- [PASSAGE SHOWN]
Computer can tell if you’re ‘in the mood’

Are you ready for ‘mood computers’ – PCs that are so personal they can read your facial expressions and determine whether you’re happy, sad, confused or lying, and then respond accordingly?

Ready or not, such intimate interfaces are currently in the works at two major computer research centers. At the MIT Media Laboratory in Cambridge, Mass., researchers are dabbling in `perceptual intelligence’ – computers that read and respond to expressed human behavior – while a group at the Carnegie Mellon University Robotics Institute in Pittsburgh has already developed a prototype computer vision system that automatically distinguishes among subtle facial expressions.

The point? Scientists believe that if computers can be programmed to detect the subtleties of facial expressions and physical gestures, then they can be adapted to suit any number of real-world applications, including:

n Criminal investigation. Imagine a polygraph machine that could add face

analysis to its kit of lie-detection tools.

n Biomedical applications, including treatment of facial nerve disorders.

n Security systems. Facial recognition could be key in controlling access to buildings and computer systems.

- [DATASET RECORDS]

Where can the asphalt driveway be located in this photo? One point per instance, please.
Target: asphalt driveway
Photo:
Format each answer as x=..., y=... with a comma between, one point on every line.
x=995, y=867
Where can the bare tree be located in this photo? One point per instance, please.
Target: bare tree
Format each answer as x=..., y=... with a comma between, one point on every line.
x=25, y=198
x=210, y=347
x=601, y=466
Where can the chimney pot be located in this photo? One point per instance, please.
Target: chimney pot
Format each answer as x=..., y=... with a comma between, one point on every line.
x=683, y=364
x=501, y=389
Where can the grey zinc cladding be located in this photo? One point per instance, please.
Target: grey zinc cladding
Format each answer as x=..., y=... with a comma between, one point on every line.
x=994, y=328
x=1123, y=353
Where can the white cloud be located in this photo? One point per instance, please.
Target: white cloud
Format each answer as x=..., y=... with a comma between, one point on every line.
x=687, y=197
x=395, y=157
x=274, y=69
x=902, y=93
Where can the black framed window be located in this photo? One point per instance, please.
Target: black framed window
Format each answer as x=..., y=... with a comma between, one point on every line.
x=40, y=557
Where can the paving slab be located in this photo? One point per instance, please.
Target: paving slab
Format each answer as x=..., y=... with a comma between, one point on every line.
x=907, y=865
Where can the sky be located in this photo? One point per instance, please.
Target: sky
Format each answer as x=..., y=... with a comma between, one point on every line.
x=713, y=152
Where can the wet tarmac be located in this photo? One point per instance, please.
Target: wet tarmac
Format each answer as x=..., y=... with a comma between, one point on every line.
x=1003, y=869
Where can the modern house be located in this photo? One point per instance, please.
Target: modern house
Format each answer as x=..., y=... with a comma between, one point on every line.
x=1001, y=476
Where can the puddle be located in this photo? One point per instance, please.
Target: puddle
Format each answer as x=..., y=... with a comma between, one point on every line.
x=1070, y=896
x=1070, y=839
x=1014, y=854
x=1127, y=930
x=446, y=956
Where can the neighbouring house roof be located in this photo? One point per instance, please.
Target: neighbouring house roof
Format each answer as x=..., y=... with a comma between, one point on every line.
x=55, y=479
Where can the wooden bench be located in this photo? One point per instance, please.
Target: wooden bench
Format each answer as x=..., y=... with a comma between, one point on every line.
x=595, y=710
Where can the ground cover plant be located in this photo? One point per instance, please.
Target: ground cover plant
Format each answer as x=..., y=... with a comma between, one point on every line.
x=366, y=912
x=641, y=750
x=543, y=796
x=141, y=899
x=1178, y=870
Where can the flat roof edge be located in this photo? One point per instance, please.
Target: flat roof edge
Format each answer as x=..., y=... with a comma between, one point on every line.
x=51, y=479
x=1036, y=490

- [THE TASK] In the mood-computer article, rewrite the paragraph beginning "Ready or not" as a shorter paragraph that keeps its main facts.

- [ANSWER TO THE PROBLEM] Two major research centers are developing such interfaces. Researchers at the MIT Media Laboratory in Cambridge, Mass., are exploring "perceptual intelligence," meaning computers that read and respond to expressed human behavior. A group at the Carnegie Mellon University Robotics Institute in Pittsburgh has already built a prototype computer vision system that automatically tells subtle facial expressions apart.